Excerpted passage |
The 20 week sales ban on tobacco products, introduced by the government in response to the Covid-19 pandemic, did not have the intended objective of encouraging large-scale smoking cessation.
A UCT study, published in the Tobacco Induced Diseases journal, found that 7.8% of smokers quit during the ban, but 55% of them relapsed after it was lifted.
Of the pre-ban smokers, 3.5% indicated that they did not smoke during and after the sales ban, and 3.7% quit after the ban was lifted.
The study, by Professor Corné Van Walbeek, Robert Hill and Samantha Filby, based at UCT’s School of Economics, used data from wave three of the National Income Dynamics Study-Coronavirus Rapid Mobile Survey (NIDS-CRAM) conducted in November–December 2020.
They first investigated the proportion of people who quit and who continued smoking during and after the sales ban. They also linked the NIDS-CRAM survey to the fifth wave of NIDS (2017) to identify a subset of established smokers and considered whether their quitting behaviour differed from that of all smokers who smoked at the start of the sales ban.
The analysis showed that 7% of people who were smoking in 2017 quit cigarettes during the tobacco sales ban, but 70% of quitters relapsed after it was lifted. Only 2% of pre-ban established smokers indicated they did not smoke during or after the ban.
Van Walbeek, the director of the Research Unit on the Economics of Excisable Products and lead author, said: “Before the sales ban was implemented in South Africa, the country already struggled with high levels of illicit trade. Illicit market channels were well-established in the informal market. The sales ban was very effective in shutting down formal retailers as a channel through which smokers could purchase cigarettes. However, the ban proved a boon to informal tobacco outlets, which were able to sell increased quantities of cigarettes at highly inflated prices to desperate smokers.
“With the benefit of hindsight, one can argue that the sales ban was misguided. Yet, in the early days of the pandemic, there were huge uncertainties. The South African government’s precautionary approach thus makes sense. However, the extension of the sales ban beyond the first five weeks of the lockdown seems unjustified.”
Van Walbeek added that the tobacco sales ban was implemented in a stressful period which would have made it more difficult for the average smoker to quit.
“The fact that cessation support in South Africa is limited and that the government did not provide smokers with any information on how to quit smoking during the ban are policy failures that may explain the low quitting rates of South African smokers in response to the sales ban.”

Your goal | Render this sentence from the article on South Africa's tobacco sales ban in Spanish: "Van Walbeek added that the tobacco sales ban was implemented in a stressful period which would have made it more difficult for the average smoker to quit." Draw only on the text above.

[Data excerpts]
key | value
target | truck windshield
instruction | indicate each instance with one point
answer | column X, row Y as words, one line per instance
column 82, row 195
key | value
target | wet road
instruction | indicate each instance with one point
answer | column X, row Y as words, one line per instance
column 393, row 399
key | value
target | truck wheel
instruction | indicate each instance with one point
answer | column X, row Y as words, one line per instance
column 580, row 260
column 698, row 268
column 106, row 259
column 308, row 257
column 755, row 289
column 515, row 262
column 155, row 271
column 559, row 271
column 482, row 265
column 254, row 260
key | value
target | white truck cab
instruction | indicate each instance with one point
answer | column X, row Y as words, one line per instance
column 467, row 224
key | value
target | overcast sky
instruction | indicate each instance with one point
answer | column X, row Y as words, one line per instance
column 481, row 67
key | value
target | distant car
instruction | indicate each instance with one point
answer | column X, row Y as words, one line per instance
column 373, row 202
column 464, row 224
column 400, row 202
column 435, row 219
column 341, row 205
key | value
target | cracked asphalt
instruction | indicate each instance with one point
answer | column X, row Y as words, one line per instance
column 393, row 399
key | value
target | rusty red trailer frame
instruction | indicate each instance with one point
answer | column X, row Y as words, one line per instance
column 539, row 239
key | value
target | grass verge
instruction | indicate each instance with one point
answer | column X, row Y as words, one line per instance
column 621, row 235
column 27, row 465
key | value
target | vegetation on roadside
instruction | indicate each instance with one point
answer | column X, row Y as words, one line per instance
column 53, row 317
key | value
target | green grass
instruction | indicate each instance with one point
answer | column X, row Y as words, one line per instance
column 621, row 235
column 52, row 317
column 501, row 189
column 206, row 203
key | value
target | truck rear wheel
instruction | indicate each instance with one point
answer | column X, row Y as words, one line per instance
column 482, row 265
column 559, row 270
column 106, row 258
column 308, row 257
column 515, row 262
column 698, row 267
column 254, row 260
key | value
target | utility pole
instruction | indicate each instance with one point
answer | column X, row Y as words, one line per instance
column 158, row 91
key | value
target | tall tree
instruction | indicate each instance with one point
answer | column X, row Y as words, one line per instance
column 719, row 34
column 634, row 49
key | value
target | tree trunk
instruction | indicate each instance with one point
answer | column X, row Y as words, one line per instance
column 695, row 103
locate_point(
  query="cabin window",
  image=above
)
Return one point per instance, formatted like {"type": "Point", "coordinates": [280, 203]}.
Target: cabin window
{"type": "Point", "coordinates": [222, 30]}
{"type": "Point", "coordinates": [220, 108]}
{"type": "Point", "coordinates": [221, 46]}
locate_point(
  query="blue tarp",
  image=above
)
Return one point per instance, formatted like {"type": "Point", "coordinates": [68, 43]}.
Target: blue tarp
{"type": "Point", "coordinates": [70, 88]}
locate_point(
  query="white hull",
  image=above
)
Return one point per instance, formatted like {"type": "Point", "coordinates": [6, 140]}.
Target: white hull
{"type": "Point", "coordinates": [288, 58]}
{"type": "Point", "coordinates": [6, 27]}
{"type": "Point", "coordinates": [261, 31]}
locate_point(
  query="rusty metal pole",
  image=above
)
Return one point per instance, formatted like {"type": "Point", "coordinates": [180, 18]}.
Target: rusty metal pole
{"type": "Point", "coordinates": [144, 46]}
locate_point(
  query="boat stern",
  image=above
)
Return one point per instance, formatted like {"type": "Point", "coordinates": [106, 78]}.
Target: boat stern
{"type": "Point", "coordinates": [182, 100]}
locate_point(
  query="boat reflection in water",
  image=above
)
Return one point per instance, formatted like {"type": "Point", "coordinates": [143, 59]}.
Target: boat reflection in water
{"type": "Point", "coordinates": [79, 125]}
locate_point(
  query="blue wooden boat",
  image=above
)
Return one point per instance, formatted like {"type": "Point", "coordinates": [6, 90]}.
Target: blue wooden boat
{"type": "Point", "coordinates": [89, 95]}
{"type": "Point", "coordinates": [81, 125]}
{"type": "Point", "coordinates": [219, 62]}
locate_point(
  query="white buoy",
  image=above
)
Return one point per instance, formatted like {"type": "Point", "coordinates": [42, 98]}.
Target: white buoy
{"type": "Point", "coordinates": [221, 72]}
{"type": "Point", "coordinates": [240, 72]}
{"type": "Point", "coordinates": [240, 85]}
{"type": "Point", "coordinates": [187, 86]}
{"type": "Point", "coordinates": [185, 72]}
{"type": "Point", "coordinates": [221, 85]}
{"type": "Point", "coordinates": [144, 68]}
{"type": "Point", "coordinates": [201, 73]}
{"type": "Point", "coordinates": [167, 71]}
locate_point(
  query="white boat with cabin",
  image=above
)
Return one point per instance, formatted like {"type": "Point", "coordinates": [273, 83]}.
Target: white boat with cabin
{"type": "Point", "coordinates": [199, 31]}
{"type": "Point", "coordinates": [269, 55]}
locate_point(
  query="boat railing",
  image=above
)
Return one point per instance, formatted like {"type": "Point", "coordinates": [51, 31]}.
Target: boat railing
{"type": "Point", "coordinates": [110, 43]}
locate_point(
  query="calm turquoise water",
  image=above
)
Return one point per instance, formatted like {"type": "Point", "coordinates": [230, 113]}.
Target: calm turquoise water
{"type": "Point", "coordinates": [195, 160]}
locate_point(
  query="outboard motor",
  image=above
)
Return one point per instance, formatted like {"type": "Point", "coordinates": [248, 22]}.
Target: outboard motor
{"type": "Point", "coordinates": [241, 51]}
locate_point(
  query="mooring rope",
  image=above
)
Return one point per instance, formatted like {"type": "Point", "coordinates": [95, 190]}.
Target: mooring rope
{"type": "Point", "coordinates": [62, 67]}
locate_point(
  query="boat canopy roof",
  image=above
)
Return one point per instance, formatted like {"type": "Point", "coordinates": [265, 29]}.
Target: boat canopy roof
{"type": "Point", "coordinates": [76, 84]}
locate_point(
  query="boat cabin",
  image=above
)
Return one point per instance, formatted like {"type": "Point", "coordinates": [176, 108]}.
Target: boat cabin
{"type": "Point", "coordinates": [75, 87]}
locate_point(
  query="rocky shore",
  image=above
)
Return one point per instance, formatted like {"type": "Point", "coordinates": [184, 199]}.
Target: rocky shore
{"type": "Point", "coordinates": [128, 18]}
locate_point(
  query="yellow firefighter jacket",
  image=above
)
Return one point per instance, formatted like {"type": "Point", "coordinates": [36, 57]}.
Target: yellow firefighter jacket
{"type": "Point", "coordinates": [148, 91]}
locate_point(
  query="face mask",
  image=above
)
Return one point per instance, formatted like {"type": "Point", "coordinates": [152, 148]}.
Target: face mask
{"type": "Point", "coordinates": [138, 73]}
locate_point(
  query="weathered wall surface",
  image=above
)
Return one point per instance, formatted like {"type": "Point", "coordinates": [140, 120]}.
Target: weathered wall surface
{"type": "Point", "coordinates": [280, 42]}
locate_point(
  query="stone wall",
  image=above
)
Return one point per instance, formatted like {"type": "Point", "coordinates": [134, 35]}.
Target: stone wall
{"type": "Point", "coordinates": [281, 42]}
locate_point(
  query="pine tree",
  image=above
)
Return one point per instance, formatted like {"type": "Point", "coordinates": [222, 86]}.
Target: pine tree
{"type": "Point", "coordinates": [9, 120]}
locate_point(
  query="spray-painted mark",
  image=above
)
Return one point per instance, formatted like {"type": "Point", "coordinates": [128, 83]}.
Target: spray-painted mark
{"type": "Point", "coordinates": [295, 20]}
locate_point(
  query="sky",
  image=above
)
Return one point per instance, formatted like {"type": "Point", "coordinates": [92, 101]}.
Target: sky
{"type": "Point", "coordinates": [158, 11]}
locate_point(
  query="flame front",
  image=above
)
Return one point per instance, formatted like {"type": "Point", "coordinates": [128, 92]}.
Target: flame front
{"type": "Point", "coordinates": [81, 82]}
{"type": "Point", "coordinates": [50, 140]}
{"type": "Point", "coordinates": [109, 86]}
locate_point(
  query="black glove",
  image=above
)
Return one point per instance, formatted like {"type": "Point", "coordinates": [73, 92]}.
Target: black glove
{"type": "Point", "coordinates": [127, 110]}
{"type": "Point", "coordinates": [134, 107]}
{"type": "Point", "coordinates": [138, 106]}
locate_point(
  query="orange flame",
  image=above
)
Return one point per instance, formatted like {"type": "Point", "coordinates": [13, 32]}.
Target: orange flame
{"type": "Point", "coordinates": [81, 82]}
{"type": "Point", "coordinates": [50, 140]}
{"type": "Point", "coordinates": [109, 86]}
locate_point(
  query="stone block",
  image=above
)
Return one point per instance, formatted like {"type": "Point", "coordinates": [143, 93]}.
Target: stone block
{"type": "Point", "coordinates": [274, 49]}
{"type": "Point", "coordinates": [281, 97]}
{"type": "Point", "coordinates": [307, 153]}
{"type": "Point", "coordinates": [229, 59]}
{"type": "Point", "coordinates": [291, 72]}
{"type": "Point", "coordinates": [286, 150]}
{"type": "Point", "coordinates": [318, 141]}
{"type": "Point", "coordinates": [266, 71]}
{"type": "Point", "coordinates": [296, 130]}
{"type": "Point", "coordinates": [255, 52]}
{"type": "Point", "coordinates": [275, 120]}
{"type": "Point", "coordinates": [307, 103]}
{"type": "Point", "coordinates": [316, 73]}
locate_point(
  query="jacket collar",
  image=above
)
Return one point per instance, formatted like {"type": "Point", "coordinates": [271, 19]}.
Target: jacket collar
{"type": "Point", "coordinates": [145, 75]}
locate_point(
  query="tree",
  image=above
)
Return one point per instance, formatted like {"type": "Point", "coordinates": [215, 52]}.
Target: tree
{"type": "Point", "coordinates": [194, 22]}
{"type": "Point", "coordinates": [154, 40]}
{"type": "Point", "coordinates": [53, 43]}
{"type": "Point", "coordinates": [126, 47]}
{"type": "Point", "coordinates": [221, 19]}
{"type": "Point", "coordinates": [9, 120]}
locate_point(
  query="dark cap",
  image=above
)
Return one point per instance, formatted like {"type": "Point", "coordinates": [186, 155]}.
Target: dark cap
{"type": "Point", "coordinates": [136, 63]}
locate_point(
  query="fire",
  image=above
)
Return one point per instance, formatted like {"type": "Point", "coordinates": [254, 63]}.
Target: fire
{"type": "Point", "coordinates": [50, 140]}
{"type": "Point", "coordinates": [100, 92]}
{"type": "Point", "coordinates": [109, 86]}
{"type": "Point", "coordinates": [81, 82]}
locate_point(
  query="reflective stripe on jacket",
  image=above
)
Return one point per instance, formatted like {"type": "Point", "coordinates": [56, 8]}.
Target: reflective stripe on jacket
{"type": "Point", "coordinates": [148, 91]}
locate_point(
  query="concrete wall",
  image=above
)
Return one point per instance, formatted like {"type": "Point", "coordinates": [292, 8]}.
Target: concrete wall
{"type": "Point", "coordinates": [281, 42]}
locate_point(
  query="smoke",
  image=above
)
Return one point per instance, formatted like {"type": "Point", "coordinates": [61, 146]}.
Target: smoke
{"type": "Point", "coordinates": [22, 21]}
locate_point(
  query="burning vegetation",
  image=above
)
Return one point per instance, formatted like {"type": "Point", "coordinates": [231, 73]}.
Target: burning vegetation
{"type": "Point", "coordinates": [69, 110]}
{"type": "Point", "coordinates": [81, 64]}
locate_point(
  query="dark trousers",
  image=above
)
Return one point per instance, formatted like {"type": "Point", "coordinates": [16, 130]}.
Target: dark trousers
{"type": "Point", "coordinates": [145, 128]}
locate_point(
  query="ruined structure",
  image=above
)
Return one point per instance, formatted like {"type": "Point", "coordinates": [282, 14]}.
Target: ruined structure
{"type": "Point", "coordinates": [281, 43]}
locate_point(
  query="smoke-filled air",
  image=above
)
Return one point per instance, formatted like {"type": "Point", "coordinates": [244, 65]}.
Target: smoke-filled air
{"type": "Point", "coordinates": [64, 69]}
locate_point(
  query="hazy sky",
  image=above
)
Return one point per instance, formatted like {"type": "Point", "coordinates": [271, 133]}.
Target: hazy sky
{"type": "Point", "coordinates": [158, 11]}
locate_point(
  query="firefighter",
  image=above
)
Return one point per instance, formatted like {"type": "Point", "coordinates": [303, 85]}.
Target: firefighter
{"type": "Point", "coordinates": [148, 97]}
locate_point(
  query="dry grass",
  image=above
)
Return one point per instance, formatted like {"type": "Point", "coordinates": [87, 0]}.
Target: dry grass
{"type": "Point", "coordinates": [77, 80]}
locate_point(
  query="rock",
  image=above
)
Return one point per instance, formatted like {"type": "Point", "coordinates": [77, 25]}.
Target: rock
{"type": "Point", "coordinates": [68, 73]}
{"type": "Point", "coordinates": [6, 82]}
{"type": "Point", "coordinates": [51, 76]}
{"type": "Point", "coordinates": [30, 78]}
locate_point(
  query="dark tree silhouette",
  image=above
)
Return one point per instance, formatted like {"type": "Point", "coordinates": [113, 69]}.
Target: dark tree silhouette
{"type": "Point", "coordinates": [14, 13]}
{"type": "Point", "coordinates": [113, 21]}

Answer area | Van Walbeek añadió que la prohibición de la venta de tabaco se implementó en un período estresante, lo que habría hecho más difícil que el fumador promedio dejara de fumar.